◆ **Stated goal**: Return only the lines starting at the line that contains "Practice. Annotate every instance of the small" and ending with the final line of the listing; include both endpoints.

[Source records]
++++

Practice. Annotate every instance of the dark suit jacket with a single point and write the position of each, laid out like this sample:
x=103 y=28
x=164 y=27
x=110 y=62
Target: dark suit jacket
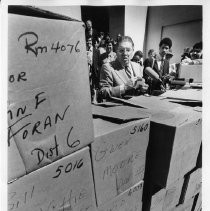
x=113 y=75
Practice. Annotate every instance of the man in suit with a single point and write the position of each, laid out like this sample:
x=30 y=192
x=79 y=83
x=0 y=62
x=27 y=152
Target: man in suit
x=160 y=65
x=90 y=31
x=93 y=57
x=122 y=77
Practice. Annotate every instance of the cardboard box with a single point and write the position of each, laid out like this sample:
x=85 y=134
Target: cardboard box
x=190 y=71
x=119 y=149
x=187 y=206
x=173 y=194
x=193 y=185
x=15 y=166
x=49 y=111
x=128 y=200
x=175 y=138
x=66 y=184
x=187 y=95
x=158 y=200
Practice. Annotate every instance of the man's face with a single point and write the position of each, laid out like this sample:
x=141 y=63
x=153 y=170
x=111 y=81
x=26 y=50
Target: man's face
x=163 y=50
x=137 y=58
x=124 y=52
x=152 y=55
x=109 y=47
x=196 y=54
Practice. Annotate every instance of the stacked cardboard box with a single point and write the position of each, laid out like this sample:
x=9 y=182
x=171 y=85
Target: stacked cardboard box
x=118 y=156
x=173 y=151
x=49 y=113
x=190 y=71
x=65 y=184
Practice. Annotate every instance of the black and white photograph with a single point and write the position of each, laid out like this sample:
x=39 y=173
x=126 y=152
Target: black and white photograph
x=102 y=105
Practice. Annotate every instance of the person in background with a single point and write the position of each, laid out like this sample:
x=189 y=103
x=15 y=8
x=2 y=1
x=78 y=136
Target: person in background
x=186 y=54
x=195 y=55
x=116 y=42
x=160 y=66
x=172 y=66
x=93 y=58
x=89 y=31
x=96 y=43
x=107 y=37
x=138 y=57
x=101 y=36
x=109 y=55
x=122 y=77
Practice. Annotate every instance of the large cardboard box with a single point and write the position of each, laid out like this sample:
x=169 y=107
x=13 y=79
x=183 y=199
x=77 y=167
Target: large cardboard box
x=130 y=200
x=119 y=149
x=175 y=138
x=49 y=110
x=66 y=184
x=16 y=167
x=157 y=201
x=190 y=71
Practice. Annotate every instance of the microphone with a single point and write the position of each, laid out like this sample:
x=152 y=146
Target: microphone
x=150 y=72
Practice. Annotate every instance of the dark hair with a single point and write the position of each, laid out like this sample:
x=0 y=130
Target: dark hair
x=166 y=41
x=125 y=38
x=138 y=53
x=109 y=41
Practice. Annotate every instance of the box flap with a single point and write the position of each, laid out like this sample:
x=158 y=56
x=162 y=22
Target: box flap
x=184 y=94
x=118 y=114
x=37 y=12
x=163 y=112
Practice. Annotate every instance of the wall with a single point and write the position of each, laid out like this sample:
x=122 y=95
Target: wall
x=167 y=15
x=135 y=22
x=116 y=20
x=71 y=11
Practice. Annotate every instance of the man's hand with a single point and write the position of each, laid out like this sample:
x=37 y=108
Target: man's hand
x=140 y=85
x=129 y=86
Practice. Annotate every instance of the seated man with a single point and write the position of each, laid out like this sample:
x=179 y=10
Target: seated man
x=158 y=69
x=122 y=77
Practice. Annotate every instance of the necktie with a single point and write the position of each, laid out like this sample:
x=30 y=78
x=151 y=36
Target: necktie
x=128 y=71
x=161 y=65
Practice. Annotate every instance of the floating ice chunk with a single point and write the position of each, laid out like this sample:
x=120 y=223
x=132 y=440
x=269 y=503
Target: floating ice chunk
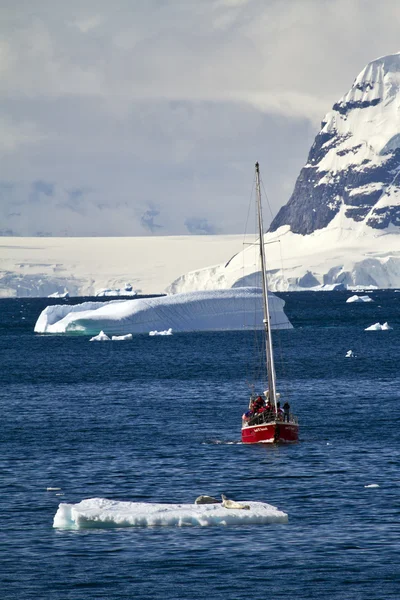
x=213 y=310
x=64 y=294
x=120 y=338
x=379 y=327
x=166 y=332
x=101 y=337
x=103 y=513
x=359 y=299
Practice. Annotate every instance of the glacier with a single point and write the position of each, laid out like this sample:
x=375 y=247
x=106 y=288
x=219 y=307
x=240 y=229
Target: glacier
x=102 y=513
x=229 y=309
x=341 y=226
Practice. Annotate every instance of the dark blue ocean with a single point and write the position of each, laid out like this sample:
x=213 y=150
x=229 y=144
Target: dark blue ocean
x=158 y=420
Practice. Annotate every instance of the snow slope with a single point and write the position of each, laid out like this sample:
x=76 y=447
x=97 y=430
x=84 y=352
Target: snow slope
x=333 y=255
x=238 y=308
x=43 y=266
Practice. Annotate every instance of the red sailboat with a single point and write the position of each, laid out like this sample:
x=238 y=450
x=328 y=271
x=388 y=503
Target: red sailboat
x=265 y=421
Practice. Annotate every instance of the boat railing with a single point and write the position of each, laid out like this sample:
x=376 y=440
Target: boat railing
x=268 y=417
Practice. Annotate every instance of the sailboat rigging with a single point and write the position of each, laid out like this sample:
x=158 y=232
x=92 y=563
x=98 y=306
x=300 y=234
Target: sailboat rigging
x=265 y=421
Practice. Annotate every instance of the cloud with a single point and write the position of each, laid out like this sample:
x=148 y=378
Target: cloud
x=169 y=101
x=147 y=220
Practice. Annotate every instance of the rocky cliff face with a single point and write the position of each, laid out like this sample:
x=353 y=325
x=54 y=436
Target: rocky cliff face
x=354 y=162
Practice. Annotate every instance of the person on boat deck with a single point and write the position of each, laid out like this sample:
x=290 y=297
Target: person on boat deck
x=286 y=411
x=259 y=404
x=279 y=411
x=247 y=415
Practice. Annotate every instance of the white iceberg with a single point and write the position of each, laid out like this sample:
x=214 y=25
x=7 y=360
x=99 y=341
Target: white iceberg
x=166 y=332
x=359 y=299
x=379 y=327
x=101 y=337
x=103 y=513
x=64 y=294
x=213 y=310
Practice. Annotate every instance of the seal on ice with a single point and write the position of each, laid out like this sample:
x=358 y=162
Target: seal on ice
x=232 y=504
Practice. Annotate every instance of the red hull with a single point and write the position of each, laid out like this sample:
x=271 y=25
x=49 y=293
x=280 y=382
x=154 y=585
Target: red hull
x=271 y=433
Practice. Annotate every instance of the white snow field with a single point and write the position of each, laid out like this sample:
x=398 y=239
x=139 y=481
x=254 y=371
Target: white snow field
x=358 y=299
x=102 y=337
x=238 y=308
x=379 y=327
x=103 y=513
x=86 y=266
x=343 y=252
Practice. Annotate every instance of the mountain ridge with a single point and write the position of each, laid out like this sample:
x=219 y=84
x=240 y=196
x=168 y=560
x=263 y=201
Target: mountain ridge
x=355 y=158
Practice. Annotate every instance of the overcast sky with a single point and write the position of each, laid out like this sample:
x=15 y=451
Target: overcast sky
x=145 y=117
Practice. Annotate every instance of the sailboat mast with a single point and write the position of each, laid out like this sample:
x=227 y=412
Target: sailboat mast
x=267 y=318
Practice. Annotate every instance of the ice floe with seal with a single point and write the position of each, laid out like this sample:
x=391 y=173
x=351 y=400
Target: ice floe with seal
x=166 y=332
x=101 y=513
x=209 y=310
x=64 y=294
x=379 y=327
x=101 y=337
x=359 y=299
x=127 y=290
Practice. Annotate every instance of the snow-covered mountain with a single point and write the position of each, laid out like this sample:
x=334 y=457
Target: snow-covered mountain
x=355 y=158
x=342 y=222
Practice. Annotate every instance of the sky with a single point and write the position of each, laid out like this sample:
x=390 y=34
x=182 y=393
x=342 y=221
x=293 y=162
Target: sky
x=145 y=117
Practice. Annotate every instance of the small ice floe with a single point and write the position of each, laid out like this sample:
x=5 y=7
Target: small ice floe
x=103 y=513
x=102 y=337
x=359 y=299
x=120 y=338
x=379 y=327
x=166 y=332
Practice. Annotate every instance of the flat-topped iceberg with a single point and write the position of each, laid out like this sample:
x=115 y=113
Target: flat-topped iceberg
x=359 y=299
x=102 y=337
x=211 y=310
x=102 y=513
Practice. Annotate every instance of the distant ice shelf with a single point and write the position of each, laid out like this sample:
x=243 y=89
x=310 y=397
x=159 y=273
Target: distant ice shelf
x=96 y=513
x=218 y=310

++++

◆ **Solution to the exercise**:
Practice. Annotate every instance of the small ice floe with a single point and write the position of each, laid out like this sample:
x=5 y=7
Target: small ice floe
x=103 y=513
x=102 y=337
x=359 y=299
x=120 y=338
x=379 y=327
x=166 y=332
Practice. Annotate every instance of the flat-topped iceberg with a single point and write the position of each, laid out like this sample:
x=115 y=113
Target: flat-topped iceberg
x=359 y=299
x=102 y=337
x=211 y=310
x=102 y=513
Practice. Annotate every instance of the distant ice shelf with a single point and write the position of each, laid out like this sample:
x=243 y=89
x=310 y=397
x=159 y=273
Target: distant ice shelf
x=96 y=513
x=218 y=310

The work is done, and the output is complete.